Problem description - Every line in the listing is to be echoed verbatim.

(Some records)

┏━━

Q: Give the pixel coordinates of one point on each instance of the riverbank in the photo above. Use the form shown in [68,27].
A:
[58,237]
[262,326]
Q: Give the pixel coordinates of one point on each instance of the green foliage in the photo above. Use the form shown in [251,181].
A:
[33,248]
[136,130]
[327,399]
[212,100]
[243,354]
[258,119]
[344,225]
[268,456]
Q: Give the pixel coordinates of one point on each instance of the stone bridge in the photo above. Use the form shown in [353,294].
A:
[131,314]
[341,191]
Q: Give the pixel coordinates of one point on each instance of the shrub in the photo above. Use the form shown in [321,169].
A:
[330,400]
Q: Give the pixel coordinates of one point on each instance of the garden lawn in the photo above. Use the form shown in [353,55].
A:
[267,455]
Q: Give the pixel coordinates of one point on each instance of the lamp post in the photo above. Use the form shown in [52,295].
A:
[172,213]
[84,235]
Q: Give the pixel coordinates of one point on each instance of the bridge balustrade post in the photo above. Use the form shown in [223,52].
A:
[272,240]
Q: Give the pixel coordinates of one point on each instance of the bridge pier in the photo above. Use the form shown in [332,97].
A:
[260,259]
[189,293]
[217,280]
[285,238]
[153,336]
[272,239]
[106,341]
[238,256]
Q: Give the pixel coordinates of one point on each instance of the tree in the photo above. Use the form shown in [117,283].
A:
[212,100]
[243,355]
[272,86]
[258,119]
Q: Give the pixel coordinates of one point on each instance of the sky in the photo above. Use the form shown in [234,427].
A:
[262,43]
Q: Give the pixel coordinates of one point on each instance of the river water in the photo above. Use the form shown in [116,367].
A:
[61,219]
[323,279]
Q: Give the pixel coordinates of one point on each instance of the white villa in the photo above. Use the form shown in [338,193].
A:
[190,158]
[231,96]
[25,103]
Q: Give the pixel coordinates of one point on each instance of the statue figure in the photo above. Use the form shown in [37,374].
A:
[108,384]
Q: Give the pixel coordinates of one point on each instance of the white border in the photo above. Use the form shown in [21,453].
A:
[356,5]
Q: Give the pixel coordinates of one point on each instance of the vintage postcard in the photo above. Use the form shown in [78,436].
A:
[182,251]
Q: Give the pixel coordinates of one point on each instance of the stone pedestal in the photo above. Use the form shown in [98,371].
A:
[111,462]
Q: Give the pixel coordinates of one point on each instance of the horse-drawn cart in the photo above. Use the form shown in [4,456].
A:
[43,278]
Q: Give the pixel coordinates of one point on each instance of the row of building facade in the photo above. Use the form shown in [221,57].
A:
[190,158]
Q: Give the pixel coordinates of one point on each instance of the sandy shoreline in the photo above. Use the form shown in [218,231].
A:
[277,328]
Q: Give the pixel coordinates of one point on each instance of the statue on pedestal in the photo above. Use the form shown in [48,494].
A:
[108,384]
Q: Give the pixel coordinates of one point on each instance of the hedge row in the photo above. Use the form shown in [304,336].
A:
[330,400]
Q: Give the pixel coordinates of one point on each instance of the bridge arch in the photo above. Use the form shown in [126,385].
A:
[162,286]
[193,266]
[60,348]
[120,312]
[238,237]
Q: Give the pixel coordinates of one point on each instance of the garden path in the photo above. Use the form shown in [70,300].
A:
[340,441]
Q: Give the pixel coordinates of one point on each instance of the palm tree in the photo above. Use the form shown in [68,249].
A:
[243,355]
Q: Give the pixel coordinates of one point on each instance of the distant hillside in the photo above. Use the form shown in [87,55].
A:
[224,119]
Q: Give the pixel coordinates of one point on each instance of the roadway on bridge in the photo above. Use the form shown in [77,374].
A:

┗━━

Task solution -
Q: Give the pixel coordinates of one point on each instance of the riverbank in the photo above. Use the form shown in [68,27].
A:
[58,237]
[262,326]
Q: Give the pixel coordinates of one point on each instance of the green foliage in the photo above. Use the form shown in [251,181].
A:
[33,248]
[136,130]
[327,399]
[212,100]
[243,354]
[258,119]
[344,225]
[268,456]
Q: Give the pixel coordinates of one point on each instance of the stone bridge in the photo above. Use the form shown in [353,294].
A:
[131,314]
[341,191]
Q: Give the pixel coordinates of one point on each instance of the shrub in the photo above. Use the form shown in [321,169].
A:
[330,400]
Q: Give the pixel coordinates of one point on each instance of the garden lawn in the photo above. Use the form shown in [353,55].
A:
[267,455]
Q: Give the pixel coordinates of one point on each instance of the lamp post in the photo above. Use the form shown in [52,295].
A:
[172,213]
[84,235]
Q: Give the pixel coordinates of one point on each instance of the bridge balustrade post in the photo above. Use the form shown in [223,52].
A:
[272,240]
Q: Give the pixel coordinates of one point on each instance of the bridge pier in the photo above. Use the form shown in [332,97].
A:
[260,259]
[189,293]
[217,280]
[285,238]
[153,336]
[272,239]
[106,341]
[238,256]
Q: Give the pixel coordinates of one point on each instance of the tree in the photo above. Use the form shown in [117,283].
A:
[212,100]
[243,355]
[272,86]
[258,119]
Q: Give the pixel coordinates of one point on each instance of the sky in the photo above. Use the form shown in [234,427].
A:
[262,43]
Q: Give the pixel coordinates of one point on each instance of the river water in the photo above. Use the form shown in [116,367].
A:
[61,219]
[323,279]
Q: Give the pixel coordinates of one point on each instance of the white villa in the photo above. Use the form shown in [338,193].
A:
[190,158]
[231,96]
[25,103]
Q: Give the pixel coordinates of one point on each instance of the statue figure in the photo above. Use the form shown in [37,374].
A:
[108,384]
Q: Give the pixel coordinates of one point on each instance of the white border in the photo above. Use the form shown in [21,453].
A:
[356,5]
Q: Give the pixel coordinates of one point on each instance of the vintage postcard in the photo above. Use the form shown in [78,436].
A:
[182,251]
Q: Give the pixel coordinates of one point on each instance of the stone pedestal in the photo above. Use the form shown in [98,371].
A:
[111,462]
Q: Give the pixel coordinates of one point on each instance of the horse-drawn cart in the photo above. Use the form shown in [4,456].
A:
[43,278]
Q: Give the pixel coordinates of one point on each instance of the row of building facade in the photo above. Use the form shown in [221,57].
A:
[190,158]
Q: Give the pixel coordinates of one point on each instance of the sandy shoreline in the photo above. Use the form shown in [218,231].
A:
[277,328]
Q: Give the pixel coordinates of one point on each instance of the statue on pedestal in the photo above. Use the form shown in [48,494].
A:
[108,384]
Q: Give the pixel coordinates of one point on each instance of the hedge row in the photo above. Use the form shown in [304,336].
A:
[330,400]
Q: Give the pixel coordinates of one point on each instance of the bridge arch in the photo above. Use the form shown in [126,385].
A:
[162,286]
[193,266]
[60,348]
[120,312]
[238,237]
Q: Give the pixel coordinates of one point on each instance of the garden path in the photo above. Use the form shown in [70,300].
A:
[340,441]
Q: Give the pixel coordinates of one point on each instance of the palm tree in the photo above. Use the form shown in [68,249].
A:
[243,355]
Q: Give the pixel coordinates of one point on each instance of the distant hillside in the photo above. Use the form shown in [87,55].
A:
[224,119]
Q: Give the pixel coordinates of one point on each instance of the roadway on bridge in the photo above. Use the form shown in [77,374].
A:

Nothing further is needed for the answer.